Stated problem: In the records below, put the lines from the one containing "- Object of interest: white patterned shirt" through the one containing "[167,125,259,204]", inclusive, into a Markdown table with the columns Row and Line. Number each row and leave out any blank lines.

Records provided:
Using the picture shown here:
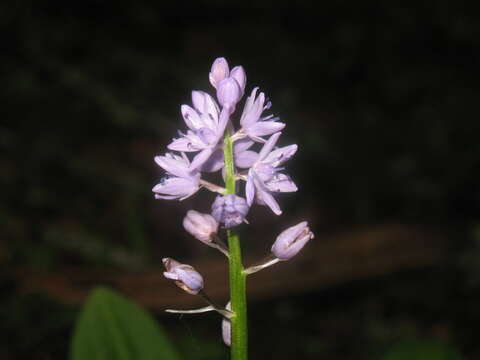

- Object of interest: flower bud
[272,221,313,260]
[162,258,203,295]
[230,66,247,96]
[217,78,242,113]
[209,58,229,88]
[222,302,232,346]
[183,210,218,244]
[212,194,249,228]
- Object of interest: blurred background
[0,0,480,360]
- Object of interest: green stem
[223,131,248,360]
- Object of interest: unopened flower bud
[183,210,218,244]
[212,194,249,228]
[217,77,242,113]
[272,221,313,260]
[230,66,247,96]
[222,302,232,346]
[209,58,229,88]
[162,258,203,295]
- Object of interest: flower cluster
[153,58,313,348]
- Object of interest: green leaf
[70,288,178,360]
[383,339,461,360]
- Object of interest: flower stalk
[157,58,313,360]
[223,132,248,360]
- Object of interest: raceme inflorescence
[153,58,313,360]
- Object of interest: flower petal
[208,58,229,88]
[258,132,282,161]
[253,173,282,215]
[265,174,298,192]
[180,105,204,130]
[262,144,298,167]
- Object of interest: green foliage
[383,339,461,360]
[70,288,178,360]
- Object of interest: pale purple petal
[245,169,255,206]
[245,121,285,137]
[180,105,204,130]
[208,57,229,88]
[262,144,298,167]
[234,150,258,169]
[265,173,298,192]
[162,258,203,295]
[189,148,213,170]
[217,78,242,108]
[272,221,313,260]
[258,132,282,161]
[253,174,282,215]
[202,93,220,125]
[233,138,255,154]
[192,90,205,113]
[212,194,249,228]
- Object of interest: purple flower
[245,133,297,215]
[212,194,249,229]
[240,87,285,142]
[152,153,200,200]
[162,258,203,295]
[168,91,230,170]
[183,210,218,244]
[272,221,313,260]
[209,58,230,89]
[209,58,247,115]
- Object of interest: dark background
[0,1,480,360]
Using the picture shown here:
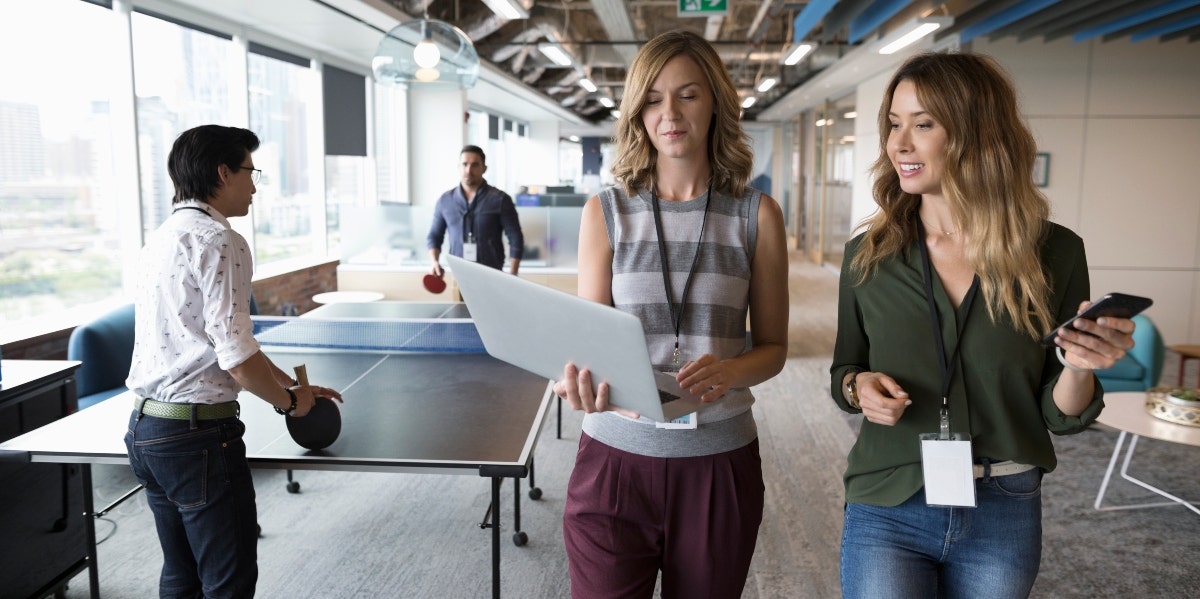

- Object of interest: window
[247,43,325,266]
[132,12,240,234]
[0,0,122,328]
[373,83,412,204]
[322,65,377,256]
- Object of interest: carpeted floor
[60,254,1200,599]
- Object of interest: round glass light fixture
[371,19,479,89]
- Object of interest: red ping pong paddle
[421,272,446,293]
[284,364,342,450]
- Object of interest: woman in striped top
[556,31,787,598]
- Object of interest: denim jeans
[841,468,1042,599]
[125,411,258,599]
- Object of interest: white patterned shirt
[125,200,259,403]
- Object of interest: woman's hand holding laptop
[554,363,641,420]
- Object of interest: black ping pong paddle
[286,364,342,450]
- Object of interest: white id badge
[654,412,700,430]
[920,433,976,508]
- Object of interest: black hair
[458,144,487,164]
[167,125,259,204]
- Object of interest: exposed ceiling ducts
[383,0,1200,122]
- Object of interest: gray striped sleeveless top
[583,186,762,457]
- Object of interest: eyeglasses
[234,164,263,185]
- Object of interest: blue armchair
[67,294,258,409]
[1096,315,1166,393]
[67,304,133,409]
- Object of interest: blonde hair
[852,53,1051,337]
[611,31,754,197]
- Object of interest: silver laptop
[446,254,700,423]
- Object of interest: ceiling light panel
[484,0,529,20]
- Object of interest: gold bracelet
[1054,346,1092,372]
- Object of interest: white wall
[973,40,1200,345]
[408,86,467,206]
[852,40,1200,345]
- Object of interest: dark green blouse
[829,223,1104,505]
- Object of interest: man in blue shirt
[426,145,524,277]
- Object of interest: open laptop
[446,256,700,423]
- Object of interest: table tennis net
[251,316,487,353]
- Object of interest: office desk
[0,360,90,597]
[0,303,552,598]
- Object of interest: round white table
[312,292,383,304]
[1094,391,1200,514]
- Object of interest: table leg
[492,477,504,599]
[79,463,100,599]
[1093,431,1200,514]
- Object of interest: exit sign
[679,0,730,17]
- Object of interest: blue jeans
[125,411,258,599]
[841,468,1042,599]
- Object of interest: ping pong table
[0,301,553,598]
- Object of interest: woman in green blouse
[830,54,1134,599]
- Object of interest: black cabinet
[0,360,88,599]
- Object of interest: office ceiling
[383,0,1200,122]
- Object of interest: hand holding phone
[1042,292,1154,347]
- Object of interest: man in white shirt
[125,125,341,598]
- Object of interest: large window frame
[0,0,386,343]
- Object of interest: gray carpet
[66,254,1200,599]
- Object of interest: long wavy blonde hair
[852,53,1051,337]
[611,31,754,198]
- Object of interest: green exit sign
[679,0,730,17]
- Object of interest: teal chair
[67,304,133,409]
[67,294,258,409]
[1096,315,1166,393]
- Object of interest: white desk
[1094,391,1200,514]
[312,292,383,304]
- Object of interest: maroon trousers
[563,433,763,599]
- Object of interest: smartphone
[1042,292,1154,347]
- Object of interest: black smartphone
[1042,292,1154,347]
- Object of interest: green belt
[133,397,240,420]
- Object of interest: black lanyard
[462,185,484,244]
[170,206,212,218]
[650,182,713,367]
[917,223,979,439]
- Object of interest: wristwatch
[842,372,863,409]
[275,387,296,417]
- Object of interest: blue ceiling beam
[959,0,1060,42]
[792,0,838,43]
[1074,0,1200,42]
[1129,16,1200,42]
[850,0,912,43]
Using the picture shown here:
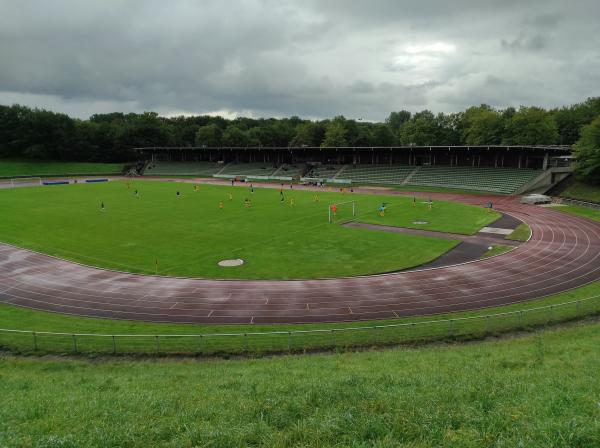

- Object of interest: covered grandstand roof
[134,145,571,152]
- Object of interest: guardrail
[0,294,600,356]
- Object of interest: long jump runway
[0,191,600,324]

Problem solution:
| Row | Line |
|---|---|
| 1 | - Object of interest: white patterned shirt |
| 2 | [125,200,259,403] |
| 3 | - Object of interest: woman's hand holding laptop |
| 4 | [554,363,641,420] |
| 5 | - Object of interest: black ping pong paddle |
| 6 | [286,364,342,450] |
| 7 | - Object of interest: white id badge |
| 8 | [654,412,700,430] |
| 9 | [920,433,976,508] |
| 10 | - Object of interest: black hair |
| 11 | [458,144,487,164] |
| 12 | [167,125,259,204] |